EXERCISE PROMPT — Reproduce each of the items below word for word, keeping their order.

"""

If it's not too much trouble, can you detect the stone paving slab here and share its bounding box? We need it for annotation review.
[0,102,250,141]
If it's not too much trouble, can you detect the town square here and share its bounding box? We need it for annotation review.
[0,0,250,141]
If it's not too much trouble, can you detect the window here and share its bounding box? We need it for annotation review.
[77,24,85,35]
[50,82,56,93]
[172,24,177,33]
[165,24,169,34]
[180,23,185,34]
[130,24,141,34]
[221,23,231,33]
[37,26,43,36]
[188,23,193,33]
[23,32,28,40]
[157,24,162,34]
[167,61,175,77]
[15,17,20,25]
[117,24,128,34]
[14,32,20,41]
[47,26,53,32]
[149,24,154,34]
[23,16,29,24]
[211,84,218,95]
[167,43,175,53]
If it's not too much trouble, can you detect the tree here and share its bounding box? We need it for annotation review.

"""

RESPONSE —
If it's not too much trouble, can you detect the stone paving slab here and share its bounding box? We need it for annotation review.
[0,102,250,141]
If it's not too much trouble, can you detect the town square here and share its bounding box? We need it for annotation review.
[0,0,250,141]
If it's not too much trouble, can you detect the window here and share its bounding box? We need it for annotation review.
[77,24,85,35]
[50,82,56,93]
[172,24,177,33]
[165,24,169,34]
[180,23,185,34]
[130,24,141,34]
[221,23,231,33]
[37,26,43,36]
[188,23,193,33]
[23,32,28,40]
[157,24,162,34]
[167,61,175,77]
[15,17,20,25]
[117,24,128,34]
[14,32,20,41]
[47,26,53,32]
[149,24,154,34]
[23,16,29,24]
[211,84,218,95]
[167,43,175,53]
If it's not too much trouble, can you detect the tree here and share its bounding box? We need it for annotation review.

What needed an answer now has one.